** Begin RECORDS TO USE **
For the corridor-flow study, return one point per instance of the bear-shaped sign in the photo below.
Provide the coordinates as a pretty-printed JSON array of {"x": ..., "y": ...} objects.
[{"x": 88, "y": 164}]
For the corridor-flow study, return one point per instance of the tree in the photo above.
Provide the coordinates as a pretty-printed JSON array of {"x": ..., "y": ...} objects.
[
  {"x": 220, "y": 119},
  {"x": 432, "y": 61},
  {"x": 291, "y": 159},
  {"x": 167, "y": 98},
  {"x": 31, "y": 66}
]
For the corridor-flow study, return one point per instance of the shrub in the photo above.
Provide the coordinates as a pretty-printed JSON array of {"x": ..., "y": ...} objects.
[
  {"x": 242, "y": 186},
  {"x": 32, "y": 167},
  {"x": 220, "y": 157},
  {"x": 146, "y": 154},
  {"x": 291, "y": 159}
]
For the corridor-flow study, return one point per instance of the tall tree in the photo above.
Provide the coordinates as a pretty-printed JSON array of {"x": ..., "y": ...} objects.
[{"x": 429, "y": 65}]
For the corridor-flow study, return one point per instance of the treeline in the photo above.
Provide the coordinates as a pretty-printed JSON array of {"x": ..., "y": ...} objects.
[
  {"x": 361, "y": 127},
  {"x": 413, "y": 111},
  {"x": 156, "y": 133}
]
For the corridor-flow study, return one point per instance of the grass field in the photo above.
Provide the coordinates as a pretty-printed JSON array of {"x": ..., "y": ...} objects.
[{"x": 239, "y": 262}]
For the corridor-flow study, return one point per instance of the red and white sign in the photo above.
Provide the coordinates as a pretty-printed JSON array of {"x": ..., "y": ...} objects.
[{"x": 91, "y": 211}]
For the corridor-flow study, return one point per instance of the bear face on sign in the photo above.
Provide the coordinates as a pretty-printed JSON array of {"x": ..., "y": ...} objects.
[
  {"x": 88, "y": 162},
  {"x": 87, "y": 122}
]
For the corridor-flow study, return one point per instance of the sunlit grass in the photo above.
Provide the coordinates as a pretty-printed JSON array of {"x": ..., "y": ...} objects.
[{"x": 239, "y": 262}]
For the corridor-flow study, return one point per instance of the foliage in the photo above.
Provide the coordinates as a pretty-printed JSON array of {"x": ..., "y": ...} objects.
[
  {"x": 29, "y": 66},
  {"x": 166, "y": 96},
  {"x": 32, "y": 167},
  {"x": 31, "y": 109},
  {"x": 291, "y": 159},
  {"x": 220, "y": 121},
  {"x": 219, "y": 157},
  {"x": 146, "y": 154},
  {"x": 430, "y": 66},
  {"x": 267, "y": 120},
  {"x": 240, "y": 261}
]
** End RECORDS TO USE **
▶ [GIVEN PROBLEM]:
Please output all of the entries above again, word for word and in their original order.

▶ [EXERCISE RESULT]:
For the corridor-flow study, return one point per instance of the bear-shaped sign in the photo below.
Provide the coordinates as a pretty-printed JSON array of {"x": ..., "y": ...} objects.
[{"x": 88, "y": 164}]
For the corridor-flow study, return one point per instance of the tree in the photo above.
Provide the coordinates as a pretty-printed JSON array of {"x": ..., "y": ...} objects.
[
  {"x": 220, "y": 119},
  {"x": 432, "y": 61},
  {"x": 291, "y": 159},
  {"x": 167, "y": 98},
  {"x": 31, "y": 66}
]
For the corridor-flow study, return one point per instance of the shrub in the photo above.
Provide the coordinates as a pretty-printed JSON array of {"x": ..., "y": ...} objects.
[
  {"x": 242, "y": 186},
  {"x": 32, "y": 167},
  {"x": 220, "y": 157},
  {"x": 146, "y": 154},
  {"x": 291, "y": 159}
]
For the corridor-flow study, return one point per instance of the tall tree in the photo above.
Provide the coordinates as a pretty-printed JSON array of {"x": ..., "y": ...} objects.
[{"x": 429, "y": 65}]
For the corridor-flow study, return one point per instance of the treeline in the photo above.
Provide the coordinates as a pretty-printed JSON array of {"x": ..., "y": ...} objects.
[
  {"x": 361, "y": 127},
  {"x": 413, "y": 111},
  {"x": 156, "y": 133}
]
For the corridor-flow study, return one point per instance of the grass field in the photo above.
Provide the coordinates as a pretty-printed JSON array of {"x": ..., "y": ...} objects.
[{"x": 239, "y": 262}]
For the corridor-flow study, return one point per instance of the red and white sign in the photo above.
Provide the coordinates as a pretty-printed JSON array of {"x": ..., "y": ...} objects.
[{"x": 91, "y": 211}]
For the corridor-flow study, return one point per instance of the bear face on sign in the photo above.
Provide the coordinates as a pretty-printed JSON array of {"x": ..., "y": ...} objects.
[
  {"x": 88, "y": 162},
  {"x": 87, "y": 122}
]
For the corridor-flow study, return one point per instance of the sunlit grass in the photo above.
Provide the coordinates as a pretty-printed JSON array of {"x": ..., "y": ...} objects.
[{"x": 239, "y": 262}]
For the corridor-flow study, return one point per instance of the foliage in the photo above.
Provide the coordinates as a pretty-printed JSON array of {"x": ..., "y": ...} objects.
[
  {"x": 29, "y": 66},
  {"x": 166, "y": 96},
  {"x": 32, "y": 167},
  {"x": 31, "y": 109},
  {"x": 291, "y": 159},
  {"x": 220, "y": 121},
  {"x": 219, "y": 157},
  {"x": 146, "y": 154},
  {"x": 430, "y": 66},
  {"x": 267, "y": 120},
  {"x": 240, "y": 261}
]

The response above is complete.